TEXT SECTION -
[Start of Attachment]

Table 3. Beta coefficient (95% confidence interval) for grip strength in kg, by serum cotinine concentration.
|Serum cotinine concentration quartiles (ng/mL)|
|Q1 (≤0.011)||Q2 (0.015-0.02)||Q3 (0.021-0.047)||Q4 (0.048-9.9)||p-trend|
|Model A||1.00||0.26 (-1.13, 1.65)||-0.56 (-1.79, 0.67)||-1.09 (-2.24, 0.07)||0.0|
|Model B||1.00||0.14 (-1.25, 1.53)||-0.77 (-2.03, 0.49)||-1.32 (-2.44, -0.20)||0.02|
|Model C||1.00||0.18 (-1.16, 1.52)||-0.86 (-2.19, 0.46)||-1.41 (-2.58, -0.24)||0.02|
|Model A adjusted for age (continuous), sex, race-ethnicity (Non-Hispanic white, Non-Hispanic black, Mexican-American, Other), educational level (|
|Model B further adjusted for tobacco smoke (never, ex-smoker), alcohol consumption (never, ex–drinker, current, unknown), diet quality (excellent/very good, good, fair/poor) and physical activity (sex-specific tertiles).|
|Model C further adjusted for BMI, cardiovascular disease, respiratory disease, musculoskeletal disease, cancer, hypertension, diabetes and number of drug treatments.|
Figure 1. Mean differences (95%confidence intervals) in grip strength according to serum cotinine concentrations (ng/mL) based on restricted cubic splines with knots at the 10th, 50th, and 90th percentile of serum cotinine distribution. The reference value is set at the 25th percentile of the cadmium distribution. Models are adjusted for age, sex, race/ethnicity, education, place of birth, tobacco smoke, alcohol consumption, diet quality, physical activity, BMI, cardiovascular disease, respiratory disease, musculoskeletal disease, cancer, hypertension, diabetes and number of drug treatments. Lines represent predicted values (thick line) and 95% confidence intervals (dashed lines), and vertical bars represent the histogram of log-transformed serum cotinine distribution.
Figure 2 shows results for the highest vs the lowest quartile of serum cotinine across participantʼs characteristics. Although we observed no interactions with age, sex, education, lifestyle factors or BMI, we did observe some effect modification by musculoskeletal disease. In particular, the association was only maintained among individuals without musculoskeletal disease: results for the second, third and highest versus the lowest quartile of cotinine were: -0.58 kg (-2.39- 1.23); -1.89 kg (-3.44, -0.34) and -1.37 kg (-2.80, 0.05); p-trend=0.01.

[End of Attachment]

ASSIGNMENT - In the text on grip strength and serum cotinine, which condition showed some effect modification of the association?

DATA EXTRACT -
[Start of Attachment]

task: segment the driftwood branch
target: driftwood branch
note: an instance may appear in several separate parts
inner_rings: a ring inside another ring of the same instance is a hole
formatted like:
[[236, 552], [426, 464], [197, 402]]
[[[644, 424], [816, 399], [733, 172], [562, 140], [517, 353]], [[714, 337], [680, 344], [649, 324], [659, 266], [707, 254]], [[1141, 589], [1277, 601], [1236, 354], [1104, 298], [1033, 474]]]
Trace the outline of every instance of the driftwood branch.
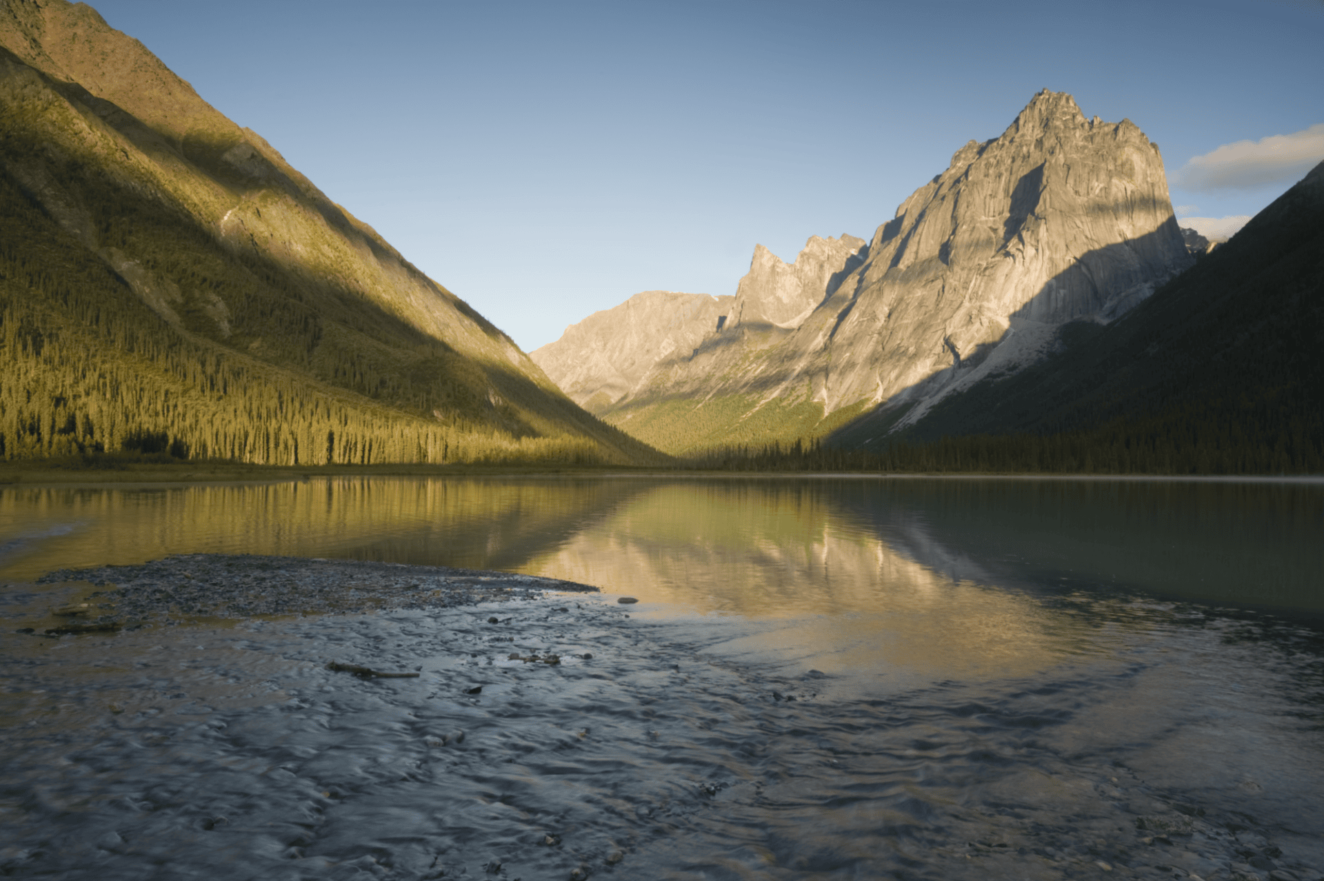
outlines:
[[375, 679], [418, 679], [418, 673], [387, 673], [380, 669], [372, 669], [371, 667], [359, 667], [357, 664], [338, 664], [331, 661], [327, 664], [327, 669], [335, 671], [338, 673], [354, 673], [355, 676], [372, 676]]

[End of Attachment]
[Start of Attachment]

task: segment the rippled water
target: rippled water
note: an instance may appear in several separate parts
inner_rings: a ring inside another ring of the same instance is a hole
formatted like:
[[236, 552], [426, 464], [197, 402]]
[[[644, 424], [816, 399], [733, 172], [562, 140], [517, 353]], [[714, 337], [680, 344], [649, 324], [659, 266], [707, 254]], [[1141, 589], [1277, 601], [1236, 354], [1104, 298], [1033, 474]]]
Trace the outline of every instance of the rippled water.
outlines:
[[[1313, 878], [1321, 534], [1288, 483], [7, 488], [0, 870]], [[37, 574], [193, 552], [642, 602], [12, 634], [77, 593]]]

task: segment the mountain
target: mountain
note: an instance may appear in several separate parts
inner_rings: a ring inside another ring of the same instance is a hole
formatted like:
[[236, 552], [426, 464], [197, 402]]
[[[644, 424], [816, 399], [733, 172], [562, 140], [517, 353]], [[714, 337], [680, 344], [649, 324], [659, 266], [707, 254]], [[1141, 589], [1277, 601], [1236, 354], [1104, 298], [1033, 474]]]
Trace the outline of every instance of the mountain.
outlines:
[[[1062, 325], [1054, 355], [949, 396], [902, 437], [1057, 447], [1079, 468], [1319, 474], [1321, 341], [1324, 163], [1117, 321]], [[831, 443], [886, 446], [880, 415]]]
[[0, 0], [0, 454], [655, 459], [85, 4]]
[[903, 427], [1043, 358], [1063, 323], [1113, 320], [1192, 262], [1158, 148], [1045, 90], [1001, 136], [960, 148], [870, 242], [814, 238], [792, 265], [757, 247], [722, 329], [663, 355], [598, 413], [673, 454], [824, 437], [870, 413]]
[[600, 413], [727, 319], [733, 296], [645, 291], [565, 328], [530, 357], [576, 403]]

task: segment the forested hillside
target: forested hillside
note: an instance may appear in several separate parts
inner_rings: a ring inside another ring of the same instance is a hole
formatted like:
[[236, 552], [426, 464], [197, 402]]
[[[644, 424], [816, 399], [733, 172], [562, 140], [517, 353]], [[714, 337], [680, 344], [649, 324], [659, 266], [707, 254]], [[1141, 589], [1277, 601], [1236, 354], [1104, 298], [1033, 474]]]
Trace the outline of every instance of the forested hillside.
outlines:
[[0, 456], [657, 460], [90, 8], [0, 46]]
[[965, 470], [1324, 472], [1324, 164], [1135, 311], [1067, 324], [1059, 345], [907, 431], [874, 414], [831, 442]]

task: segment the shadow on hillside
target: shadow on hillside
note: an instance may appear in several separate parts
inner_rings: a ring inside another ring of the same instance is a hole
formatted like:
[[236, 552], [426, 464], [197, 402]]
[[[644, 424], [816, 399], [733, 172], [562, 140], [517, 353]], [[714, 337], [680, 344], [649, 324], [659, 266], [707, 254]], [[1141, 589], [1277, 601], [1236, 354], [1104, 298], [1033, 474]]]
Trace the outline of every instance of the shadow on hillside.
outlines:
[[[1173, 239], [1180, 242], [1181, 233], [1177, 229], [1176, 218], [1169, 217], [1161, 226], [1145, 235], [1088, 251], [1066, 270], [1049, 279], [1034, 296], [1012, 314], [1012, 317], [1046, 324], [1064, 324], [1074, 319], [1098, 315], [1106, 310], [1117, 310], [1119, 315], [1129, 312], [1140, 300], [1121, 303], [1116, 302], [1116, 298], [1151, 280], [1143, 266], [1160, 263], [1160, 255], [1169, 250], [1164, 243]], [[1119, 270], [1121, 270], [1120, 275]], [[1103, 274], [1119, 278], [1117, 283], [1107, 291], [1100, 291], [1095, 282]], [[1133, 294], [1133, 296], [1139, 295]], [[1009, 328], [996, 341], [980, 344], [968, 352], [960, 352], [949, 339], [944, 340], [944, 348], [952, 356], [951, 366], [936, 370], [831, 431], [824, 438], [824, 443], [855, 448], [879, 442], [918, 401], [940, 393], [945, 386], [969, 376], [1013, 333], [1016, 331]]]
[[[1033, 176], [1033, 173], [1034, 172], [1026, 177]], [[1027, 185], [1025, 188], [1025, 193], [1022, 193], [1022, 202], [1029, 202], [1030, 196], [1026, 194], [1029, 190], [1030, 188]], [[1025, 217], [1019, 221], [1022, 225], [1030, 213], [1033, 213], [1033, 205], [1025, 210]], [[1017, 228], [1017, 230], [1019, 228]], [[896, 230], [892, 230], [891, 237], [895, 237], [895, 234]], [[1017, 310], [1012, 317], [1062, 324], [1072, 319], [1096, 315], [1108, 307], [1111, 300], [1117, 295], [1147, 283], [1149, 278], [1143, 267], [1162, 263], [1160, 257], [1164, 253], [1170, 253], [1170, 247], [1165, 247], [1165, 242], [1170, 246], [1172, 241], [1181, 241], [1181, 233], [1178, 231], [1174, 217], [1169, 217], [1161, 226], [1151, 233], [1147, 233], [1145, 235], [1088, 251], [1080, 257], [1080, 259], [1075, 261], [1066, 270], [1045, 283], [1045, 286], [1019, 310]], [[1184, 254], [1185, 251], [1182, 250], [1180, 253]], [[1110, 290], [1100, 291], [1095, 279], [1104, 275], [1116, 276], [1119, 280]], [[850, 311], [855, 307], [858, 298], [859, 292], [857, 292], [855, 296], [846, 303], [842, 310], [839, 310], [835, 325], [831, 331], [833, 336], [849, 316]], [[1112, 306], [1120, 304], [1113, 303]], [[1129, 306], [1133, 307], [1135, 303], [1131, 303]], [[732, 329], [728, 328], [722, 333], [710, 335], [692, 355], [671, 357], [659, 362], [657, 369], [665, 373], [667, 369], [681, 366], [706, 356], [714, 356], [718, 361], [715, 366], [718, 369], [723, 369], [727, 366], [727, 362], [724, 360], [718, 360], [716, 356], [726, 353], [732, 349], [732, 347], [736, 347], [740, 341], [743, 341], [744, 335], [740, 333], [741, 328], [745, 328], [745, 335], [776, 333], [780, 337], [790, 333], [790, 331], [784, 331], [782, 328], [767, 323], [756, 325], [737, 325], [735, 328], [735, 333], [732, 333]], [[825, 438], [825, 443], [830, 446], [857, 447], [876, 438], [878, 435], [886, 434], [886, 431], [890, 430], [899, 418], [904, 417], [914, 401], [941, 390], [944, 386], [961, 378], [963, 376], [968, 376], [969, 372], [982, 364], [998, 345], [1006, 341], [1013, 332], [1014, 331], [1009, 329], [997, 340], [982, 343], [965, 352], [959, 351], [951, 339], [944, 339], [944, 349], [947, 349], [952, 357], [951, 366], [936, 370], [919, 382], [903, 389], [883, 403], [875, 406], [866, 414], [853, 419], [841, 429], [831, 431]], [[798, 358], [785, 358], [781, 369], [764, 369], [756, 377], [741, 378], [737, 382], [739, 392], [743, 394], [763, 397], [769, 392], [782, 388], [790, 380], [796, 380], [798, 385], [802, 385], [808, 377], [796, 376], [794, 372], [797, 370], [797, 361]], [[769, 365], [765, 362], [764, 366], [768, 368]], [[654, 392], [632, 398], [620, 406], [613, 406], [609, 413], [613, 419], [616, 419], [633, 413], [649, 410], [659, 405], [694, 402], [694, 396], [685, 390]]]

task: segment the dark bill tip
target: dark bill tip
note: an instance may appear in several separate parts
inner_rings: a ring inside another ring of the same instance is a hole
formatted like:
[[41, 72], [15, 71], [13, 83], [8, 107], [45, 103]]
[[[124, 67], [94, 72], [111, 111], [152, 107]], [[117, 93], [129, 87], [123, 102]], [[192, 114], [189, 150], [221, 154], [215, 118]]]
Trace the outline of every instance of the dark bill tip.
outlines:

[End of Attachment]

OUTPUT OF THE EXERCISE - Musculoskeletal disease.